> **Exercise**: Filter the listing below down to the lines that contain the string "branch", and copy each of those lines unchanged.

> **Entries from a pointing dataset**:
───
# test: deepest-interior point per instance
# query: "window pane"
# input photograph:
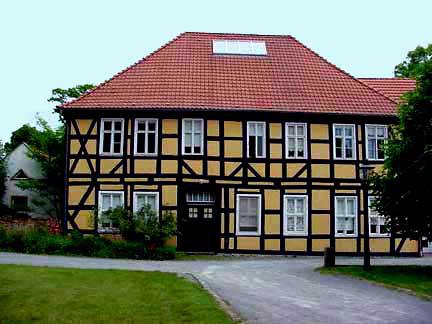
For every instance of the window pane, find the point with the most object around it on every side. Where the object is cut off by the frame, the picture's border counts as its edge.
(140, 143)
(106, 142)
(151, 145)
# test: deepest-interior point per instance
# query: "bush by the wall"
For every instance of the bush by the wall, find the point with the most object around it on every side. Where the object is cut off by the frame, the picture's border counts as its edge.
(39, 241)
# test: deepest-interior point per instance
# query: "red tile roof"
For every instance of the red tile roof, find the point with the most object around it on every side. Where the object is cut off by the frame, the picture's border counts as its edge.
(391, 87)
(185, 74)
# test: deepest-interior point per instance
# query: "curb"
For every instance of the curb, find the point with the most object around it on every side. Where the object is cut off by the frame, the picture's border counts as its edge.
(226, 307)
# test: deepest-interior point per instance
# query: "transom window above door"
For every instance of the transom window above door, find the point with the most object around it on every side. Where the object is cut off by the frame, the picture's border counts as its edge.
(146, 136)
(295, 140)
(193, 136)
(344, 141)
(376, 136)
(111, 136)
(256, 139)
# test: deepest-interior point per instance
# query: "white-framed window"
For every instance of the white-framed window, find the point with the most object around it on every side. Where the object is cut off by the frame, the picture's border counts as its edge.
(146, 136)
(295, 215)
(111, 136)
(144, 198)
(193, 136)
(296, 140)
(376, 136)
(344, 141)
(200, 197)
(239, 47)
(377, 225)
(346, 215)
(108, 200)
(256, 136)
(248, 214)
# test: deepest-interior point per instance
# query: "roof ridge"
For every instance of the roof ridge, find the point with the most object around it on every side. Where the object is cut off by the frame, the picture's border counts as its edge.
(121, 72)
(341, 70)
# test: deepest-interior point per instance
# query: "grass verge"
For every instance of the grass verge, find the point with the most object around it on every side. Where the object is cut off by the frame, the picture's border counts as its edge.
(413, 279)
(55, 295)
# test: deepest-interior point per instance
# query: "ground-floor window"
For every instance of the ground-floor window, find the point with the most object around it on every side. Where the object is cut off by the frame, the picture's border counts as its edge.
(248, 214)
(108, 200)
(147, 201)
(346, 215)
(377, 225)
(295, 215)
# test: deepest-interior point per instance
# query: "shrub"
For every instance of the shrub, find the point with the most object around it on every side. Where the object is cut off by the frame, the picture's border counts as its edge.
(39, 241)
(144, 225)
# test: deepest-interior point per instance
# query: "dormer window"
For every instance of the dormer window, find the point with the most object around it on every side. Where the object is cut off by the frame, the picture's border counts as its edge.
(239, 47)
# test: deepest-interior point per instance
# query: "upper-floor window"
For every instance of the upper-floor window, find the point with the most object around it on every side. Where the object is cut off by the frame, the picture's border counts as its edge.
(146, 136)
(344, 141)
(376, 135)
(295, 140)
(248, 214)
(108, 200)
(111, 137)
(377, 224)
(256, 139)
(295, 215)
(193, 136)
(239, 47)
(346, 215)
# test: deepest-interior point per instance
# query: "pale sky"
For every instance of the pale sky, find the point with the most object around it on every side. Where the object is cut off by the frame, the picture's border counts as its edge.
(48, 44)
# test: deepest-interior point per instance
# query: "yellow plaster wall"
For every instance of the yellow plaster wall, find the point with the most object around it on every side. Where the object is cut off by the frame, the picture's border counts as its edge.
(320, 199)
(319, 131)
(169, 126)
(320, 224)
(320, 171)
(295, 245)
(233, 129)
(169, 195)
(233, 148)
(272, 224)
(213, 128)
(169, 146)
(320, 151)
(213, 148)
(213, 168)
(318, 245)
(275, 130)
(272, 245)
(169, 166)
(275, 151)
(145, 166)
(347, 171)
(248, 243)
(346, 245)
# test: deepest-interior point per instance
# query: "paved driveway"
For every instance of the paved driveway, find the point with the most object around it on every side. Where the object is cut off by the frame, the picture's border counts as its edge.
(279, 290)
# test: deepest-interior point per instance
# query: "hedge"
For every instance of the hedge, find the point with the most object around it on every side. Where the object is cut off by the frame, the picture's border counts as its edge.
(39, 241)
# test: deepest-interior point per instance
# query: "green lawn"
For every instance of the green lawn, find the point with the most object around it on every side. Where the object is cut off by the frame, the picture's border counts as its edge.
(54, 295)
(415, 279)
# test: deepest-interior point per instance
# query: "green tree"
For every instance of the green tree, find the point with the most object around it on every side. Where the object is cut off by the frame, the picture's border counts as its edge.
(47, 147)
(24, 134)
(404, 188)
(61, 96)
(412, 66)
───
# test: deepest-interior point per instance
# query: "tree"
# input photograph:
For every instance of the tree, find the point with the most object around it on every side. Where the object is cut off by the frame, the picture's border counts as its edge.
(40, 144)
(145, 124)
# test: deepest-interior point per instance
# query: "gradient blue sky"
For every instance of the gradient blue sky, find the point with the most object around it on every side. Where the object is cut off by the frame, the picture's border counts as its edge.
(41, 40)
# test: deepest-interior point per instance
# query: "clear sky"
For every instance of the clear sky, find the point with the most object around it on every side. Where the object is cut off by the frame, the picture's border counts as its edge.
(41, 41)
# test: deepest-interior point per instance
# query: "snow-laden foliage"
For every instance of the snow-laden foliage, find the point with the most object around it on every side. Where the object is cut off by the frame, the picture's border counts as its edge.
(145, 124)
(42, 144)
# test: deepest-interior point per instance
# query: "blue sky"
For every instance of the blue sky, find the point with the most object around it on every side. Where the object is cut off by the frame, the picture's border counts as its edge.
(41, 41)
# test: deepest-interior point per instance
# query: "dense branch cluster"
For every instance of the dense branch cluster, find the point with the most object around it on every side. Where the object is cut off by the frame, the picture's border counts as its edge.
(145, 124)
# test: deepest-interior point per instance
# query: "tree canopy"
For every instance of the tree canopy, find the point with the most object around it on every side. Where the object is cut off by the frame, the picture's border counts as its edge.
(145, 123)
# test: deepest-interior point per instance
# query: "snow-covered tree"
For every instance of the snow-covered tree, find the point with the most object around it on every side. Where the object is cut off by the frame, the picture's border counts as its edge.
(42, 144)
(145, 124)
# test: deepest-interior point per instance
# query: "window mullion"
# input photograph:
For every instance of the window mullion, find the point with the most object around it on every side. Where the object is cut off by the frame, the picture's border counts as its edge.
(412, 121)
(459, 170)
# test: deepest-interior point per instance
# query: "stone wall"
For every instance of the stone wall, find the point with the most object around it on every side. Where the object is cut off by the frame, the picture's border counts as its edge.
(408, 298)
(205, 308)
───
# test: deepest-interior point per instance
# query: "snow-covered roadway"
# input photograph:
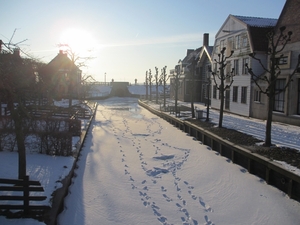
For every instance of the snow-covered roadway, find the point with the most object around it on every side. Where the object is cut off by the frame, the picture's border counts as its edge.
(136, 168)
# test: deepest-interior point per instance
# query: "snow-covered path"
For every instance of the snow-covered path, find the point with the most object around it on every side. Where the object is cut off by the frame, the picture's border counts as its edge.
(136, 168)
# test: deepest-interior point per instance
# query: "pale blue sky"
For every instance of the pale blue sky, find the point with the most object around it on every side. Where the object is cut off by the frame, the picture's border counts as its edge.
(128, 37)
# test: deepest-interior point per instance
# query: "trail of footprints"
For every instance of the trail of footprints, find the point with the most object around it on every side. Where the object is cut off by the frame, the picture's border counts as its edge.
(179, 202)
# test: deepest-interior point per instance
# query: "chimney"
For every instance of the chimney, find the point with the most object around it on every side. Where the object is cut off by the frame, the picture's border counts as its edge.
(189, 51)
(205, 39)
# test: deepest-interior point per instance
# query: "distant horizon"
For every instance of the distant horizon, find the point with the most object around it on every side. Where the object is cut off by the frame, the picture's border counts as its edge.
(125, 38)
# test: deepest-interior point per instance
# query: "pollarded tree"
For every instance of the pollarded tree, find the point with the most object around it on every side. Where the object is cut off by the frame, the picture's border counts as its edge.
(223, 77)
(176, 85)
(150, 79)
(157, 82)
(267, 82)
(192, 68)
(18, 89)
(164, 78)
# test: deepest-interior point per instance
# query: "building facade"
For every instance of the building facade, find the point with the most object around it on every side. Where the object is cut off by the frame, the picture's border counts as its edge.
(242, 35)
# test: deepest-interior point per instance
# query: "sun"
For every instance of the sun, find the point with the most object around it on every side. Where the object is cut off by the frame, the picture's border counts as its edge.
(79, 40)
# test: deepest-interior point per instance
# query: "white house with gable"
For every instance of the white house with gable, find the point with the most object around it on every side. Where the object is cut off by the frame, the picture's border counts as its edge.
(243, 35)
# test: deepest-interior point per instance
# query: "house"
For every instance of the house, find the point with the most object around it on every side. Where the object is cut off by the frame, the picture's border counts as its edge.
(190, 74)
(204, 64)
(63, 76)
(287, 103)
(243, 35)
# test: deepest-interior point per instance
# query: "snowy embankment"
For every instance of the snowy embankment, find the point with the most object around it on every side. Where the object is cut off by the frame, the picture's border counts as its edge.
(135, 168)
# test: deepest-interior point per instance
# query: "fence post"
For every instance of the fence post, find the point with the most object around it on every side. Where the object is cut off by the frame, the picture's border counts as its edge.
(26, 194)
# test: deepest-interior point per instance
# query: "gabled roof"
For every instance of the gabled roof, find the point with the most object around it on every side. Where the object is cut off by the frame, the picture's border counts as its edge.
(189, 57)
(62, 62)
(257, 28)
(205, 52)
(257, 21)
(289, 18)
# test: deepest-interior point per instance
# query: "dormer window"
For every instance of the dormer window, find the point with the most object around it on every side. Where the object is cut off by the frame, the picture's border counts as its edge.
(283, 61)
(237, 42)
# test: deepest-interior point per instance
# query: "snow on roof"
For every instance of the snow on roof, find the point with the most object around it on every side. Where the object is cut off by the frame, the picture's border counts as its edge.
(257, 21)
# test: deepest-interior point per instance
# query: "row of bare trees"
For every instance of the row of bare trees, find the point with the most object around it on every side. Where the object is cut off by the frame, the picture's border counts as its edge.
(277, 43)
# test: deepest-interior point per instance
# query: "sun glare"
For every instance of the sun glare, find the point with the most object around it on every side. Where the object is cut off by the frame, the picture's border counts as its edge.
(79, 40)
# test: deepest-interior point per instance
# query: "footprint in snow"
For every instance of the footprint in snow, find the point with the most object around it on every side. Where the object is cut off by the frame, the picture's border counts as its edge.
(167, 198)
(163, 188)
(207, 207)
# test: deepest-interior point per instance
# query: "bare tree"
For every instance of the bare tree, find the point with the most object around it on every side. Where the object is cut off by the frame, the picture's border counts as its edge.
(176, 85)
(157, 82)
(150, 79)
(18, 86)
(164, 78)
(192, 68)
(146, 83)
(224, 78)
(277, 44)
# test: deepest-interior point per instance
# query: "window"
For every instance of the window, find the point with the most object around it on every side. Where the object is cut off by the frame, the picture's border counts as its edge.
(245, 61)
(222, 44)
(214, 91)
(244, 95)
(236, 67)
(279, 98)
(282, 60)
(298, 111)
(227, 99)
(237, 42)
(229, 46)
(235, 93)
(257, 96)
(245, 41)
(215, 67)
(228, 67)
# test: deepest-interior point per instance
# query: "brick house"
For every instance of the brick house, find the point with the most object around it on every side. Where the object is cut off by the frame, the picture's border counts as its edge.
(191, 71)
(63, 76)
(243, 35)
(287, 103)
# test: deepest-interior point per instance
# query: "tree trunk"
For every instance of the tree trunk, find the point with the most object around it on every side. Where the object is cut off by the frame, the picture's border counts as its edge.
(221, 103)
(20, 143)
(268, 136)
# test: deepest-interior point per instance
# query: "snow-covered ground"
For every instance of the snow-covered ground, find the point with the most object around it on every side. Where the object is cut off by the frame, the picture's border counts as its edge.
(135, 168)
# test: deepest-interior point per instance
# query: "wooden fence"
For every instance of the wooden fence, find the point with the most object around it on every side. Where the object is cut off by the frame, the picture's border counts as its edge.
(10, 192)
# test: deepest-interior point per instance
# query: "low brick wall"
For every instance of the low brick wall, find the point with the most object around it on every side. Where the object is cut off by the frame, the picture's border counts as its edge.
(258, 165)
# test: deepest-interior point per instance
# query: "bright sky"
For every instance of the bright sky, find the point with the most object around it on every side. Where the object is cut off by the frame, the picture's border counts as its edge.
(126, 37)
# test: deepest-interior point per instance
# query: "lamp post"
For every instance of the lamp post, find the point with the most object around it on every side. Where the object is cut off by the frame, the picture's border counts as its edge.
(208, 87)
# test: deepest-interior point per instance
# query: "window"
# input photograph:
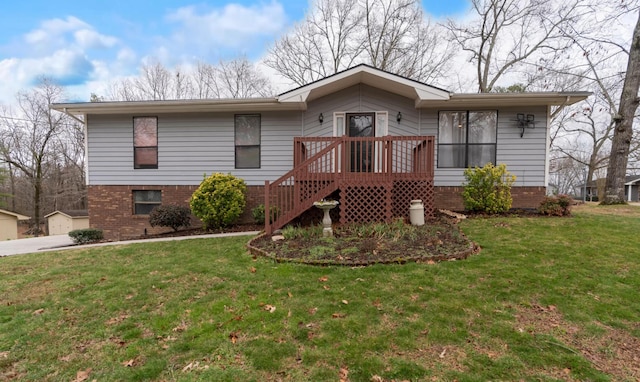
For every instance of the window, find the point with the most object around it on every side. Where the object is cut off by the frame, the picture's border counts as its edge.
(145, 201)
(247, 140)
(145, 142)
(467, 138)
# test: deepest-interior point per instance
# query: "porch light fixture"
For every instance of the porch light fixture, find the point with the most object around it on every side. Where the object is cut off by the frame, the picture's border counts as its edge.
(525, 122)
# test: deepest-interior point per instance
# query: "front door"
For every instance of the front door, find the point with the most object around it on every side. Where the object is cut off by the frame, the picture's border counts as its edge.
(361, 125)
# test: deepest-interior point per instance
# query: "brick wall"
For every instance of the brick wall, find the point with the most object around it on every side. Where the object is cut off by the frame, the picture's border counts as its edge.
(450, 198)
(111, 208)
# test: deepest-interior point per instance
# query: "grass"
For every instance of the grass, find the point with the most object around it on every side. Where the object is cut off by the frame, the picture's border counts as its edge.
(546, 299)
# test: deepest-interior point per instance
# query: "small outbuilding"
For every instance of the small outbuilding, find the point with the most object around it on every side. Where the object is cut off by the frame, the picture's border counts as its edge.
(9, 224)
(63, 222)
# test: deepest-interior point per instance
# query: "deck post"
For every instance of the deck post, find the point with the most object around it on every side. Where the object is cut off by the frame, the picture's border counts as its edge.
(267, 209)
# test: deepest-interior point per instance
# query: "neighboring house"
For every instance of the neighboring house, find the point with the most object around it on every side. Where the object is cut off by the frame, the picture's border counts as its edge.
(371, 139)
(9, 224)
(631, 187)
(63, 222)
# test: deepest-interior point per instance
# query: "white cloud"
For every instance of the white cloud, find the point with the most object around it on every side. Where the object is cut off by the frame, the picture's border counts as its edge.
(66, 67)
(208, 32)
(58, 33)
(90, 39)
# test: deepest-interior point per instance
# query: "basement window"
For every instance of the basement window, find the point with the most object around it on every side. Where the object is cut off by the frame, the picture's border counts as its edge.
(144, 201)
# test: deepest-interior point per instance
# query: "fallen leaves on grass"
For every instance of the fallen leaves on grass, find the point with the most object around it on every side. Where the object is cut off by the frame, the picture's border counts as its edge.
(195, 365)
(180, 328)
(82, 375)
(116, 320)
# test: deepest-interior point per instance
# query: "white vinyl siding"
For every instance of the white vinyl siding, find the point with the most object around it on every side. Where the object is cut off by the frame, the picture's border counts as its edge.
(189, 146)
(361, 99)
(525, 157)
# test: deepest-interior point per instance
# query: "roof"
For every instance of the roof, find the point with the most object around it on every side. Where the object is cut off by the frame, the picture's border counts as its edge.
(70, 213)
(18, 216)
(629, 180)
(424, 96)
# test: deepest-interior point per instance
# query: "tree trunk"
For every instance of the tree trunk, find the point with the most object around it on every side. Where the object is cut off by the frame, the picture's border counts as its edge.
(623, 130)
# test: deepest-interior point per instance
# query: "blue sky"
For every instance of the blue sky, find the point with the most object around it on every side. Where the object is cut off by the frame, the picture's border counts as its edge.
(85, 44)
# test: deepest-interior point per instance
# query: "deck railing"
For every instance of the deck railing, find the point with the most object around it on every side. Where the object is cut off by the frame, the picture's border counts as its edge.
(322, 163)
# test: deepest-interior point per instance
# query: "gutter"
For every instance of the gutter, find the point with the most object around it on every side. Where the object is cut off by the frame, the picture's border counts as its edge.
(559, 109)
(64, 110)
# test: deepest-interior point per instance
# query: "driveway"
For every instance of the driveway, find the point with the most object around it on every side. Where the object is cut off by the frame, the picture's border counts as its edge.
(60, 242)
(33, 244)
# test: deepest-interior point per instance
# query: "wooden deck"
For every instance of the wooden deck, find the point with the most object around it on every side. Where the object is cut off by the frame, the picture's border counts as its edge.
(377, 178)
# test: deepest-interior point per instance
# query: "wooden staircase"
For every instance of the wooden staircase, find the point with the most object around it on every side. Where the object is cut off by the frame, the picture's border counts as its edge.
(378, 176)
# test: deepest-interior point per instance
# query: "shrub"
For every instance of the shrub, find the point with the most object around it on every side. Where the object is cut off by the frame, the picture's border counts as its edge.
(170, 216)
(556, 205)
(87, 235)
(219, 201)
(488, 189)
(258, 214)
───
> **Output for this exercise**:
# query: "dense branch cluster"
For every instance of the dense branch cluster, find the point with the most object around it on every side. Where the object is cut off by the frame, the picture's border counts as its edge.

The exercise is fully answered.